Exercise objective
Please give back, word for word, only the lines starting at the one containing "Task: confirm every instance of the pen holder" and ending at the one containing "Sample output: [[45, 26]]" within the material below.

□ □ □ □ □

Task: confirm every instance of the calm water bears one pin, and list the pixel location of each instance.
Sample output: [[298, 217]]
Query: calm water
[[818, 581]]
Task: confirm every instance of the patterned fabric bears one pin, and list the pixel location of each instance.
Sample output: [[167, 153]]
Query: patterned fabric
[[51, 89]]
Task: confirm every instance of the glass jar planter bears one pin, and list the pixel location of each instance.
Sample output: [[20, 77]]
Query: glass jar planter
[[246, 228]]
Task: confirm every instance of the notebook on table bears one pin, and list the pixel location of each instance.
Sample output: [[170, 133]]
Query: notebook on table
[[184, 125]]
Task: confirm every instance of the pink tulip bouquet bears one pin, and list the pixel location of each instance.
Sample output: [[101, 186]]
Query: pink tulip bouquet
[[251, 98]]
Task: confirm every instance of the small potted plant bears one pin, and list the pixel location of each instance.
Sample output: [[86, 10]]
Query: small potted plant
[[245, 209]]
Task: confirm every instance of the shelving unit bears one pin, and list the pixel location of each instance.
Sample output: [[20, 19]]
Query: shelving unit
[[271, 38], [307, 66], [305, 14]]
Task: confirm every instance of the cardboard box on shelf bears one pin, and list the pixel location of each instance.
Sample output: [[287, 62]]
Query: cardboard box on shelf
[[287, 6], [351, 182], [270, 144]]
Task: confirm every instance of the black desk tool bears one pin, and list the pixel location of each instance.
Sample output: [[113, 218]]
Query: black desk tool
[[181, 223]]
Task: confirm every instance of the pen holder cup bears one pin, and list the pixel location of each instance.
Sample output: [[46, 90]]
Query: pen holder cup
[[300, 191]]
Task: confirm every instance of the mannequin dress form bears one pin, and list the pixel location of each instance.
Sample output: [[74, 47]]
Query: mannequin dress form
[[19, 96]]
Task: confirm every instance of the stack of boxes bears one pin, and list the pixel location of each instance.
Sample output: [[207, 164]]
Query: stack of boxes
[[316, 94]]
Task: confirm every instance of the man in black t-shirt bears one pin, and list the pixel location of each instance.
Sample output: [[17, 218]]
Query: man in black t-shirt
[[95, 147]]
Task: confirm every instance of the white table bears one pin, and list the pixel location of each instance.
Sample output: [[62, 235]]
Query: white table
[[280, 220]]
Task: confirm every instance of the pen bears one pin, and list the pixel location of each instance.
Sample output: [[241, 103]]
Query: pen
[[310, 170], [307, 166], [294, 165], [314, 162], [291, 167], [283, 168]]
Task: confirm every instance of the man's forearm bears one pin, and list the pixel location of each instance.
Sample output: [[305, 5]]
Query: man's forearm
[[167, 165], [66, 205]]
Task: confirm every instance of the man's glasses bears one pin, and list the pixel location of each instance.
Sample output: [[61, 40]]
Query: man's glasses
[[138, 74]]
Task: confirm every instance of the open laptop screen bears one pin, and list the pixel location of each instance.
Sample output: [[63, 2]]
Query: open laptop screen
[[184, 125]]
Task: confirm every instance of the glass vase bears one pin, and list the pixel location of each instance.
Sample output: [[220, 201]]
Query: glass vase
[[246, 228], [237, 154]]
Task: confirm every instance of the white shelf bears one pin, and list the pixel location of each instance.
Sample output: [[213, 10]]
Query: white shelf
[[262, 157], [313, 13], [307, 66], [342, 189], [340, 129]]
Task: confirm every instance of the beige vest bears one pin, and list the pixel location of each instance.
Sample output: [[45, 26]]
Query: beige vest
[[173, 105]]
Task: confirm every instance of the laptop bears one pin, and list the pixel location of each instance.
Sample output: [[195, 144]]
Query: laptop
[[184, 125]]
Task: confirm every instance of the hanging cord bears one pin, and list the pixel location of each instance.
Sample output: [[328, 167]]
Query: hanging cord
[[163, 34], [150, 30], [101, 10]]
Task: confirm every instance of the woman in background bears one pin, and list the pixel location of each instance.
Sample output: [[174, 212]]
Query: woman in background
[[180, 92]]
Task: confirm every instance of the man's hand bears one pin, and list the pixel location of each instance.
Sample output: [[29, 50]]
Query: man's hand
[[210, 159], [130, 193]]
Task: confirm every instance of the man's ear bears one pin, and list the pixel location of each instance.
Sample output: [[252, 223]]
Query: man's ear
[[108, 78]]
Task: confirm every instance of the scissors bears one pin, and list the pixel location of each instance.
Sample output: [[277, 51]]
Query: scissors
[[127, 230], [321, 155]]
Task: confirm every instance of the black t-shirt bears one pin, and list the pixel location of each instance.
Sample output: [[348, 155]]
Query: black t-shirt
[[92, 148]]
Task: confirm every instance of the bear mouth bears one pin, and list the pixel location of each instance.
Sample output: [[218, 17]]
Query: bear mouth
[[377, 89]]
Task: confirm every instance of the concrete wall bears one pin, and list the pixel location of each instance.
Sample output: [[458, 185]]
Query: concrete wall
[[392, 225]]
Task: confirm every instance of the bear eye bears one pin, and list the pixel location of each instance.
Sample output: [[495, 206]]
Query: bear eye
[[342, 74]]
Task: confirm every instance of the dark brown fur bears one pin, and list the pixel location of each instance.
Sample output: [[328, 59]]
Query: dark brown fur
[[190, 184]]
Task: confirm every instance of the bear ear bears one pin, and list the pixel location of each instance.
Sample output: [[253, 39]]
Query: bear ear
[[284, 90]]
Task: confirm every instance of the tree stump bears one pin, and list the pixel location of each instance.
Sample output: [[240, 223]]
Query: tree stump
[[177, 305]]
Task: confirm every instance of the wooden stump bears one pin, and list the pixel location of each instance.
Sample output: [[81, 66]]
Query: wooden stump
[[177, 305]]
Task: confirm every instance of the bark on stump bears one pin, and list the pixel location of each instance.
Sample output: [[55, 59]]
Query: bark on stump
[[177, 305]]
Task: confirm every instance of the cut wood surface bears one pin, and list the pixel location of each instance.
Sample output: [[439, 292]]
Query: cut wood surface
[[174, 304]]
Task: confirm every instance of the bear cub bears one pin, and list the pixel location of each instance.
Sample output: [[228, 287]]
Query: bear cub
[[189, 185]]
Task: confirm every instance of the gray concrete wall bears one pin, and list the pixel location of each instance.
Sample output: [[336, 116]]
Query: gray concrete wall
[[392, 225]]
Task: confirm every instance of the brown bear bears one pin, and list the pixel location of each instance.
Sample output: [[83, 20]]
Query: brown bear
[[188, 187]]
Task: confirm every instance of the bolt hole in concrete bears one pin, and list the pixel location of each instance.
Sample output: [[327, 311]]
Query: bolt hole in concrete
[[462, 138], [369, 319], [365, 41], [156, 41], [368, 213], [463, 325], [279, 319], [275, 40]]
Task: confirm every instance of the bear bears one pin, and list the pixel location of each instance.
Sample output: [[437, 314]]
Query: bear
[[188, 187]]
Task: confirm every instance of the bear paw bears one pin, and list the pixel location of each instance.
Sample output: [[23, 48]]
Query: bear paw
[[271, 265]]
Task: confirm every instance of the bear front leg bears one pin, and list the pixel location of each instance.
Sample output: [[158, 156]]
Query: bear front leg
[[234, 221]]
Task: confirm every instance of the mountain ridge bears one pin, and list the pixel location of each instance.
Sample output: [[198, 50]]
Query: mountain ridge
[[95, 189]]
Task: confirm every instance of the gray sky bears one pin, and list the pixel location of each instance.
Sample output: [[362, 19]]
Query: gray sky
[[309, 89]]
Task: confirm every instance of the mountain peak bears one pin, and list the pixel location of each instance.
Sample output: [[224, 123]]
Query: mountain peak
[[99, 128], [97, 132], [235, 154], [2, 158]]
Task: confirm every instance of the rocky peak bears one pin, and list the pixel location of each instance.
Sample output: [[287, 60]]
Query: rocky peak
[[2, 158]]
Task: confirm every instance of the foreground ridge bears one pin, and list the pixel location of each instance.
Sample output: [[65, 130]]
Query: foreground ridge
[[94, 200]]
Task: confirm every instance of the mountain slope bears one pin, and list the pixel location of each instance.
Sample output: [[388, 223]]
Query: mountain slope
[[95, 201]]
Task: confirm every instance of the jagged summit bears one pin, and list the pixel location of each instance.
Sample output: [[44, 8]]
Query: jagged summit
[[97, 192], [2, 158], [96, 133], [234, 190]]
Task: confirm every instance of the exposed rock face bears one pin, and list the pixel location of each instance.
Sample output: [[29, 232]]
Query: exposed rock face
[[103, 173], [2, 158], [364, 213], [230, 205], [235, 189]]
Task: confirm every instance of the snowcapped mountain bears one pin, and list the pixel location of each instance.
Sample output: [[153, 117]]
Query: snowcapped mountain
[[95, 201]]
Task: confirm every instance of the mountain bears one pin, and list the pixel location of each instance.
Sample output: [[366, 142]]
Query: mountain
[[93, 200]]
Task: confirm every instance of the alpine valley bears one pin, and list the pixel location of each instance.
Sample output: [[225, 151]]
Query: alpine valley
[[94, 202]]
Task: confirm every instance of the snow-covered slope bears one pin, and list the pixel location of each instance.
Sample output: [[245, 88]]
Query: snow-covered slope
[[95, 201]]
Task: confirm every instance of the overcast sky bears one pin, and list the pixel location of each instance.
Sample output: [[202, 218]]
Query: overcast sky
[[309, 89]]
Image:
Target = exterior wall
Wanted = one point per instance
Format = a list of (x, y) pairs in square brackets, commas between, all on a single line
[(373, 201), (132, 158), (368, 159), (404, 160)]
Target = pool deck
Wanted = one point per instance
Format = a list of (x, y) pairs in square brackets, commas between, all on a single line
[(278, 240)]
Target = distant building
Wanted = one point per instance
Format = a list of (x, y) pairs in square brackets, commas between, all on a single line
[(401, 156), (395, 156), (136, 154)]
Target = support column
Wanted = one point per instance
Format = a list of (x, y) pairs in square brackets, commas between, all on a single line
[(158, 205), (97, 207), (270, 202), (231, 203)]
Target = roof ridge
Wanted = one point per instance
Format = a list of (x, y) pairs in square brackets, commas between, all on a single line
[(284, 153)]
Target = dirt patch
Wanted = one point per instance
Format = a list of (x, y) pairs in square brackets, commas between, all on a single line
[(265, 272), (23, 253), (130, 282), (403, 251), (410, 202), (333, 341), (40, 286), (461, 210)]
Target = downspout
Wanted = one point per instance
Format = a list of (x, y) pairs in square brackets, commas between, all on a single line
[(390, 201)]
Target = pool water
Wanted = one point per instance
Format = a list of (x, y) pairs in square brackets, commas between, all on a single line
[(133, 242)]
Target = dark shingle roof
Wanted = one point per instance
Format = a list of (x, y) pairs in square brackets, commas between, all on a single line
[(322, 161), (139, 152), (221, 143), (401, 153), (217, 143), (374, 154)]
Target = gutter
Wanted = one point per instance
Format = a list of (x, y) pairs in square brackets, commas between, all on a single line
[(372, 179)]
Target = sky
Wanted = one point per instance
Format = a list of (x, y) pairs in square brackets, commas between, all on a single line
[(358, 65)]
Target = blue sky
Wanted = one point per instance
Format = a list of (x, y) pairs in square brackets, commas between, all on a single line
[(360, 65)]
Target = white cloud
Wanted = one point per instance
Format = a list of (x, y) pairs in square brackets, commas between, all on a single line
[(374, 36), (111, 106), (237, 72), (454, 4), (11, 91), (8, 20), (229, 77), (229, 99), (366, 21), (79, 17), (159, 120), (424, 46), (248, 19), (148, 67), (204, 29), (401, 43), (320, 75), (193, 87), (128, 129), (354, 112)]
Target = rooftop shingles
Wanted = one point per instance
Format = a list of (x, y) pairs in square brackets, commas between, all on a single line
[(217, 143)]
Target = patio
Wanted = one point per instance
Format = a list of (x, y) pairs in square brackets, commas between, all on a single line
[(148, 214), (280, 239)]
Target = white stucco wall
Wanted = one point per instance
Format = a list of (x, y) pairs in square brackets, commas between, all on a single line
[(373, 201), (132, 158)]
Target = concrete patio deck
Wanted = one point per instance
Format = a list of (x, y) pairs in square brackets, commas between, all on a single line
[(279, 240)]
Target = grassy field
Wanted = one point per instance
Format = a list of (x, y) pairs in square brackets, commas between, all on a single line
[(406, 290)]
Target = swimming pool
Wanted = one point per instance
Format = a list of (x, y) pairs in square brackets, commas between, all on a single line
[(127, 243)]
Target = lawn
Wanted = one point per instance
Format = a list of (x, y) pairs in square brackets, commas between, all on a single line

□ □ □ □ □

Solution to this task
Task: confirm every instance of the pen holder cup bears one pin, and list the pixel location of each instance.
Sample output: [[46, 90]]
Query: pen holder cup
[[300, 191]]
Task: confirm every instance of the mannequin dress form bears one pin, and list the pixel location of each instance.
Sample output: [[74, 47]]
Query: mannequin dress form
[[19, 96]]
Task: confirm every instance of the stack of boxes bears one pin, and list the pixel location of each instance.
Sample output: [[207, 164]]
Query: stack of boxes
[[316, 94]]
Task: confirm every instance of the man in black t-shirt bears one pin, and list the pixel location of each instance.
Sample output: [[17, 218]]
Query: man in black t-shirt
[[95, 147]]
Task: confirm every instance of the white table bears one pin, and list the pixel location of each instance.
Sample output: [[62, 235]]
Query: white table
[[280, 220]]
Task: confirm every instance of the pen bears one pin, and list the pixel location of each instance.
Sample output: [[241, 103]]
Query: pen
[[310, 170], [307, 166], [294, 165], [314, 162], [291, 167], [283, 168]]
Task: confirm every instance of the man's forearm bears one pin, and list the pixel location of each instance.
Sample output: [[305, 5]]
Query: man's forearm
[[167, 165], [66, 205]]
Task: confirm every instance of the man's glasses bears one pin, and list the pixel location of each instance.
Sample output: [[61, 40]]
Query: man's glasses
[[138, 74]]
Task: confirm every instance of the open laptop screen bears one pin, and list the pixel location of each instance.
Sample output: [[63, 2]]
Query: open laptop screen
[[184, 125]]
Task: confirm every instance of the glass vase bears one pin, and list the pixel location of each instance.
Sample output: [[220, 201]]
Query: glass vase
[[246, 228], [237, 154]]
Task: confirm every instance of the white shelf bears one pin, and list the pixel location of each instance.
Sample output: [[213, 10]]
Query: white shelf
[[262, 157], [313, 13], [307, 66], [342, 189], [340, 129]]
Task: confirm every instance of the beige vest bears one pin, and list the pixel location of each instance.
Sample output: [[45, 26]]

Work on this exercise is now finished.